What to produce
How many lines in the rows below contain the word "blue"? Reply with the number alone.

○ ○ ○ ○ ○

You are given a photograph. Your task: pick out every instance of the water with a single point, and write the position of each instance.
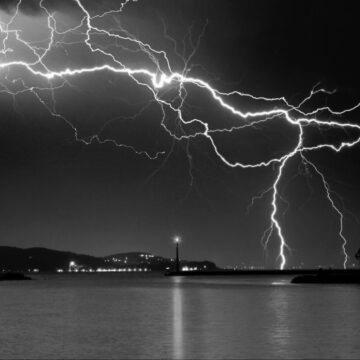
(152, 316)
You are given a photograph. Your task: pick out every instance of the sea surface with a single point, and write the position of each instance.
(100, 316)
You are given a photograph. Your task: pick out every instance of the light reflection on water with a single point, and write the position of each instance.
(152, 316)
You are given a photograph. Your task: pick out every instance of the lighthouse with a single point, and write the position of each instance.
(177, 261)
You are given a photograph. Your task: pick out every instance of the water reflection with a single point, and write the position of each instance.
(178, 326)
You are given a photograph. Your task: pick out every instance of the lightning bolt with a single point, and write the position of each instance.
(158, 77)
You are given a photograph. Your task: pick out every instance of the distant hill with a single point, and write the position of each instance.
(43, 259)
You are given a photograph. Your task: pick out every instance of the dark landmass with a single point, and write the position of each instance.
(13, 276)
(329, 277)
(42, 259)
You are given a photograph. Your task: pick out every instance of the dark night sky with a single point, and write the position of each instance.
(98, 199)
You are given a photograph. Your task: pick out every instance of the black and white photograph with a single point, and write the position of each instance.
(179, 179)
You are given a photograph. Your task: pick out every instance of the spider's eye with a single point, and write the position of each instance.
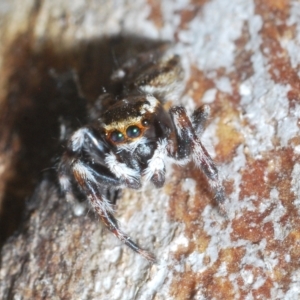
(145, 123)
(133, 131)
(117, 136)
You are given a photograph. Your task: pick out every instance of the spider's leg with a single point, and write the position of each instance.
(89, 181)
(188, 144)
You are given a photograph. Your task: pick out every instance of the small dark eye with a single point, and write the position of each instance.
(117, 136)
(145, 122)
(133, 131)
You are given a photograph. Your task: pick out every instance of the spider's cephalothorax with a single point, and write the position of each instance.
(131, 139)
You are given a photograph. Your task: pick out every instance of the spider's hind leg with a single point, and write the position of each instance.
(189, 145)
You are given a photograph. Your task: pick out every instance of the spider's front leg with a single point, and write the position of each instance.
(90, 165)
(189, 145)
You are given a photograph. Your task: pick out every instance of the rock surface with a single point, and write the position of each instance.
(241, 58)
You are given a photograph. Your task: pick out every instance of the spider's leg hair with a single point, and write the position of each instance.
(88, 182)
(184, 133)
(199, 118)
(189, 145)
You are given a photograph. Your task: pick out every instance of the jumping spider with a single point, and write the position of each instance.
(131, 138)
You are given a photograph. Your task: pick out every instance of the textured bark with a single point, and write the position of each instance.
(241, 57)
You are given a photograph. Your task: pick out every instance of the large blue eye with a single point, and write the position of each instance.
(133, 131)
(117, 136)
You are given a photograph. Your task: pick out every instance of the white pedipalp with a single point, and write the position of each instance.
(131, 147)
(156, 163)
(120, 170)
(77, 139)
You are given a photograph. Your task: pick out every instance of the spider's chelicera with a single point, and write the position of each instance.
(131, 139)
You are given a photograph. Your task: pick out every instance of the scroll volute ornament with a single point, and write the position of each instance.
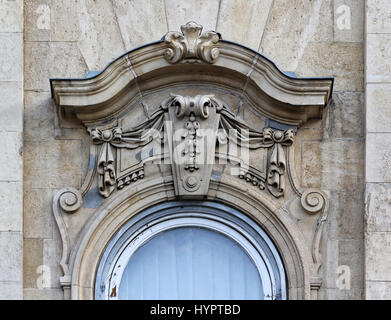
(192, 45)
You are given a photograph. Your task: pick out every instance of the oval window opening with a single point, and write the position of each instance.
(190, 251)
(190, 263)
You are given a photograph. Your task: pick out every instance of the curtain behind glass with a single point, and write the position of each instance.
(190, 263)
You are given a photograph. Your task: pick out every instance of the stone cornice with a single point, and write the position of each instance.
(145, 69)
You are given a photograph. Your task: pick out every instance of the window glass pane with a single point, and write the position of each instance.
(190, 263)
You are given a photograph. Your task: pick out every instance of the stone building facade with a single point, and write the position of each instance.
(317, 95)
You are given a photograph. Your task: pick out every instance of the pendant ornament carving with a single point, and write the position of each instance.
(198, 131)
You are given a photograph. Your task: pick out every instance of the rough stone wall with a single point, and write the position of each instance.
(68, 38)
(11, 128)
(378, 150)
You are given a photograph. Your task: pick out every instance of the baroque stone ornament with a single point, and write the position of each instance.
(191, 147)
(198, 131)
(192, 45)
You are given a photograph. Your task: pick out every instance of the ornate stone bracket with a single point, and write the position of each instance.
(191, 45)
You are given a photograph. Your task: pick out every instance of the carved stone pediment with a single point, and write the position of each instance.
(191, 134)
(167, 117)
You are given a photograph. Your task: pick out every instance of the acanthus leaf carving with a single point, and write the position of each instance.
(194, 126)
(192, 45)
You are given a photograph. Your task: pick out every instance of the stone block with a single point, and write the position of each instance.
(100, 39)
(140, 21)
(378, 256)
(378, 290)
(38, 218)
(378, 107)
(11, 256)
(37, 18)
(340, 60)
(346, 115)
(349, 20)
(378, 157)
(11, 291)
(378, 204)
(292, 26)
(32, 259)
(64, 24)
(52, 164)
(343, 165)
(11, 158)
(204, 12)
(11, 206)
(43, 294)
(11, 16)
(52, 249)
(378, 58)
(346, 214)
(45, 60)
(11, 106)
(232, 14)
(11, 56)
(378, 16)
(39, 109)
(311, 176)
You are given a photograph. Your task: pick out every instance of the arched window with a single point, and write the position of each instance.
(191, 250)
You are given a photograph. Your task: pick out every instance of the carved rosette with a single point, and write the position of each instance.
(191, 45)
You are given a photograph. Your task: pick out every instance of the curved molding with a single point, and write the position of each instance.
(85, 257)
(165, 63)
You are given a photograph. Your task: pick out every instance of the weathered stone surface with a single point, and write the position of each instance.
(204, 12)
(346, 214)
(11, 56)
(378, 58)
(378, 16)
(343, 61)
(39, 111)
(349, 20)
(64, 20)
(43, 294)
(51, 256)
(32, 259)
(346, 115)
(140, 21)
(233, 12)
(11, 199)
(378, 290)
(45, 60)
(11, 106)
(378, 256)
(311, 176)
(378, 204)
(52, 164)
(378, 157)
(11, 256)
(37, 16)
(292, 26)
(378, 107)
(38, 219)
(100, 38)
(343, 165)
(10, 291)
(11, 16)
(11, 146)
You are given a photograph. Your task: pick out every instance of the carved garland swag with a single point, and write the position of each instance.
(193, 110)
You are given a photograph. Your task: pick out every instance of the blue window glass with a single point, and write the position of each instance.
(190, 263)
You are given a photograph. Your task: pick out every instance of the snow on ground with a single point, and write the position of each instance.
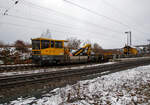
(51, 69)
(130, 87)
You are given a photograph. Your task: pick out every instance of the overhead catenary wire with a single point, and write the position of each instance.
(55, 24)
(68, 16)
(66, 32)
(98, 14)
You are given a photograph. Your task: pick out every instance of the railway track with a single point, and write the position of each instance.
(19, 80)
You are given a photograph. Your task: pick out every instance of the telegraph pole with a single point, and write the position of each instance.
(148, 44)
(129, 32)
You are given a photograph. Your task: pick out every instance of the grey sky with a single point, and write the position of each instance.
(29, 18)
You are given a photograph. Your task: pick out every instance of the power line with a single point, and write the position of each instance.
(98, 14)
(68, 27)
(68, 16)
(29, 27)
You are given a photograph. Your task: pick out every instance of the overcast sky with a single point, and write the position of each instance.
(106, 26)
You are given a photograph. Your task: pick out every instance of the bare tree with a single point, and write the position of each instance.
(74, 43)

○ ○ ○ ○ ○

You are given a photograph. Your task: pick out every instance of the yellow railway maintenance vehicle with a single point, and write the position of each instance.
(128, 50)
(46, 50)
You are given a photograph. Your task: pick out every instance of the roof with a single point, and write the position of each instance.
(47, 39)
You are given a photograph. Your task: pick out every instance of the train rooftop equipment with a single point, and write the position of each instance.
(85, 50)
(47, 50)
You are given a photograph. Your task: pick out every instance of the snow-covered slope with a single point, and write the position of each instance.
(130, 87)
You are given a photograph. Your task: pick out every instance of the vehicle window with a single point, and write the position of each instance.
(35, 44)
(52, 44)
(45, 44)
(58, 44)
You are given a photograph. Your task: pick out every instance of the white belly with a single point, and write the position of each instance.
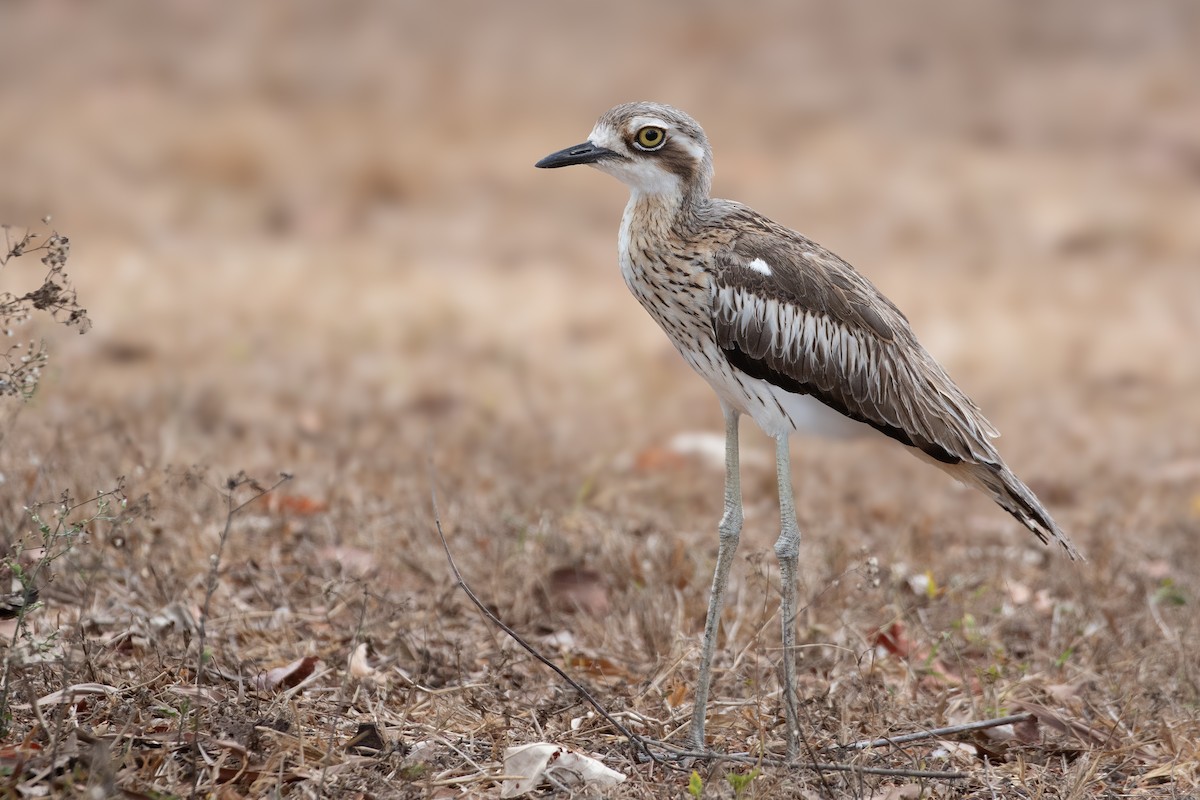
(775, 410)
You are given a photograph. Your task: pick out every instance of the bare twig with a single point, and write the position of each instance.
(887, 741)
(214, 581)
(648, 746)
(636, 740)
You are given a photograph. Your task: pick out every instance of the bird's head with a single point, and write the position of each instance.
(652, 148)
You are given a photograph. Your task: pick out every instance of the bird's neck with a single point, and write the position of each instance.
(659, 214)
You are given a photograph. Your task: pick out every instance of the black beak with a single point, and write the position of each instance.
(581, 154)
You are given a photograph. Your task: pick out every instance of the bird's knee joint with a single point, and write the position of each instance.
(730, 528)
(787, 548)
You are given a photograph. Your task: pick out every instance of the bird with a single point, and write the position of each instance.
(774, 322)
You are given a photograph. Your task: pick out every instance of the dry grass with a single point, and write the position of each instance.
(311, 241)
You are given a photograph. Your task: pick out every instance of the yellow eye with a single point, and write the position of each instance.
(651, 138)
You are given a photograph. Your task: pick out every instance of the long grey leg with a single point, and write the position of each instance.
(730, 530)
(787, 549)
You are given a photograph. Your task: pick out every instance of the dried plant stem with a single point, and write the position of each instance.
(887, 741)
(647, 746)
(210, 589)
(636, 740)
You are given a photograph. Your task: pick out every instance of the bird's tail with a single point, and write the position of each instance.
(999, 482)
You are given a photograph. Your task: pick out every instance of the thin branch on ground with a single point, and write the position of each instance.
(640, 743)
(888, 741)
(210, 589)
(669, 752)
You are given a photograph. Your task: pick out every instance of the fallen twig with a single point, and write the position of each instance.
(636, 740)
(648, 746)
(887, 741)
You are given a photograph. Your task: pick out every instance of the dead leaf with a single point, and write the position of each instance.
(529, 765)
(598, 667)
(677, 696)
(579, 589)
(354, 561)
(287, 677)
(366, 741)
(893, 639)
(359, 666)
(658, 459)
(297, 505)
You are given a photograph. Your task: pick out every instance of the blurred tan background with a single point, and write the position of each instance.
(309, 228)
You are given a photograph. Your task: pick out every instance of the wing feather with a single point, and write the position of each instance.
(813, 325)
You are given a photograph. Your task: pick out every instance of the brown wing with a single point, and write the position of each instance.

○ ○ ○ ○ ○

Task output
2